▸ Schriftliche Aufgabe 1
Gib den Textauszug zum Gesetz der Anziehung zwischen „Das Gesetz der Anziehung gilt“ und „und Schwingungsmuster hervor.“ einschließlich erneut wieder. Ersetze dabei „Schwingungsmuster“ durch „Energiemuster“.
▸ Schriftliche Aufgabe 2
Fasse im Textauszug zum Gesetz der Anziehung den Absatz, der mit „Das New Age-Konzept“ beginnt, knapper zusammen. Behalte dabei seine wesentlichen Fakten bei.
▸ Schriftliche Aufgabe 3
Setze den Textauszug zum Gesetz der Anziehung im Anschluss an seinen letzten Satz fort.

:: Textauszug

Wörtlich heißt es in dem Buch:

Das Gesetz der Anziehung gilt generell, für alles und alle. Es gilt für alles, das existiert. Jeder Gedanke, den wir denken, jedes Gefühl, das wir fühlen, zieht ähnliche oder gleichartige Gedanken und Gefühle an. Es reicht schon aus, dass wir etwas aufmerksam betrachten. Dies erzeugt Gedanken und jeder Gedanke ruft entsprechende Gefühle und Schwingungsmuster hervor.

Das New Age-Konzept des „Gesetzes der Anziehung“ deutet darauf hin, dass die Visualisierung das einzige ist, was wir brauchen, um Reichtum, Beziehungen, Glück und Gesundheit zu erreichen. „Es gibt eine tiefe Tendenz in der menschlichen Natur, genau das zu werden, was man sich als Sein visualisiert“, sagte Norman Vincent Peale- ein Befürworter dieses Gesetzes der Anziehung.

Im März 2007 wurde Bob Proctor, einer der „Experten“, der am meisten von Rhonda Byrne zitiert wurde, von Cynthia McFadden in einer TV-Show interviewt

MCFADDEN: Kinder in Darfur verhungern…

PROCTOR: Ja.

MCFADDEN: Haben die Kinder diesen Hunger durch das Gesetz der Anziehung angezogen?

::::
:: Angezeigte Informationen

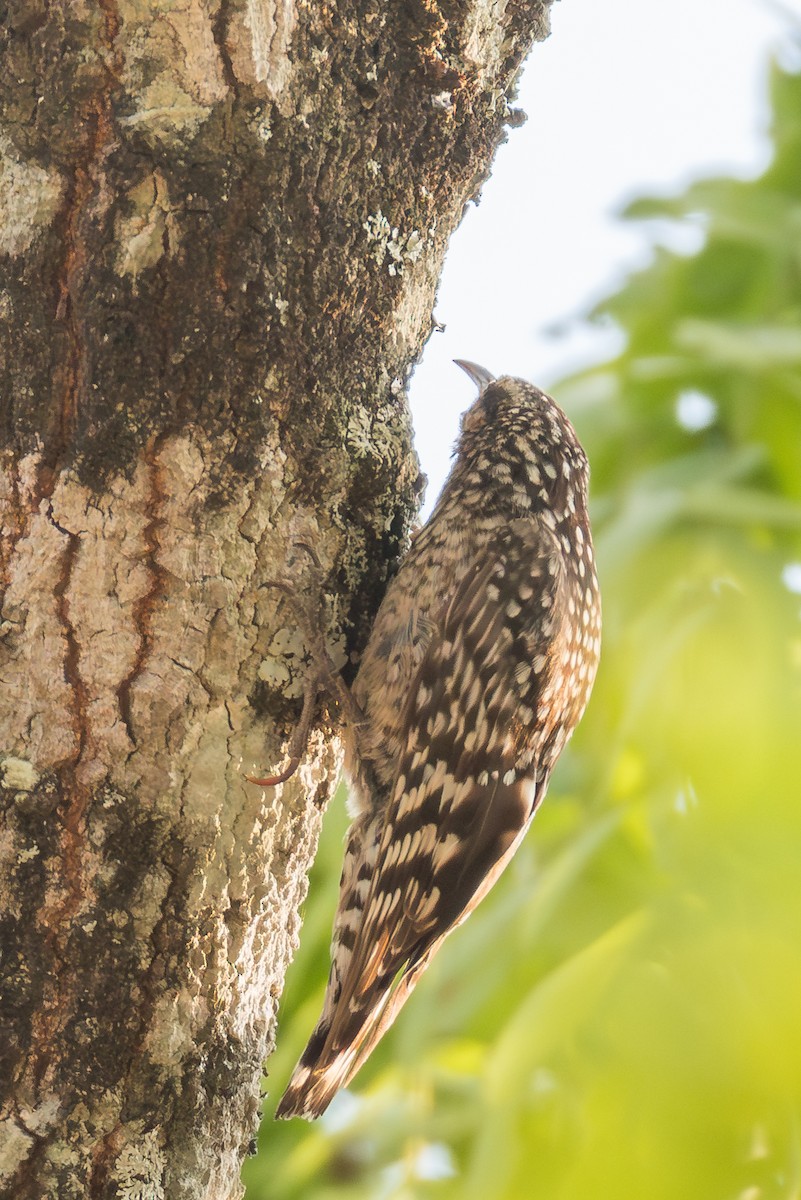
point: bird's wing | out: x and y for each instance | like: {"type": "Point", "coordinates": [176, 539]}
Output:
{"type": "Point", "coordinates": [465, 787]}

::::

▸ Schriftliche Antwort 1
Das Gesetz der Anziehung gilt generell, für alles und alle. Es gilt für alles, das existiert. Jeder Gedanke, den wir denken, jedes Gefühl, das wir fühlen, zieht ähnliche oder gleichartige Gedanken und Gefühle an. Es reicht schon aus, dass wir etwas aufmerksam betrachten. Dies erzeugt Gedanken und jeder Gedanke ruft entsprechende Gefühle und Energiemuster hervor.

▸ Schriftliche Antwort 2
Laut dem New-Age-Konzept des „Gesetzes der Anziehung“ genügt Visualisierung allein, um Reichtum, Beziehungen, Glück und Gesundheit zu erreichen. Norman Vincent Peale befürwortete dieses Gesetz. Er sprach von einer tiefen Tendenz der menschlichen Natur, genau das zu werden, was man sich als Sein visualisiert.

▸ Schriftliche Antwort 3
PROCTOR: Ich … ich … ich glaube das Land hat es angezogen.

Für viele Millionen Menschen, die Anhänger der „The Secret“-Bewegung sind, ist es beinahe schon ein Verbrechen, wenn man einmal negative Gedanken hat. Das sendet eine gefährliche Nachricht, die sich in letzter Zeit, wie ein Lauffeuer verbreitet. Es sendet die Nachricht, dass etwas mit dir nicht stimmt, wenn du negative Gedanken hast und dass du zu 100 % Schuld an beispielsweise einer Depression bist. Ganz nebenbei wird auch noch erwähnt, dass der Grund, warum du noch nicht so reich und erfolgreich bist, wie du es sein möchtest, die Tatsache ist, dass du es noch nicht stark genug mit positiven Gedanken in dein Leben gezogen hast.

Natürlich verkauft sich das Buch gut, wenn versprochen wird, dass wir alleine durch positive Gedanken den Erfolg ins Leben ziehen können. Wenn ich ein Buch schreiben würde, mit dem Inhalt:

„Plane für den Erfolg, aber bereite dich auf Misserfolg vor. Dem Universum sind deine Gedanken egal.“, werden deutlich weniger Leute bereit sein ein Buch zu kaufen, das eine so bescheidende Botschaft auf seinem Cover hat.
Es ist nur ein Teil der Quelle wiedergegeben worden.